TASK TO CARRY OUT
Of the entries below, return only those lines from the line with "field | value" to the line with "point | for", exactly, both included.

(Stored records)
-------------------------
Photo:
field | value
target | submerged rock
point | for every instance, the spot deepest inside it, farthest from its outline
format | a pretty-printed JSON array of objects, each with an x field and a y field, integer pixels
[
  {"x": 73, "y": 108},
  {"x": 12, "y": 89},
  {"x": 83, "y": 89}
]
-------------------------
EXERCISE OUTPUT
field | value
target | submerged rock
point | for every instance, the spot deepest inside it, farthest from its outline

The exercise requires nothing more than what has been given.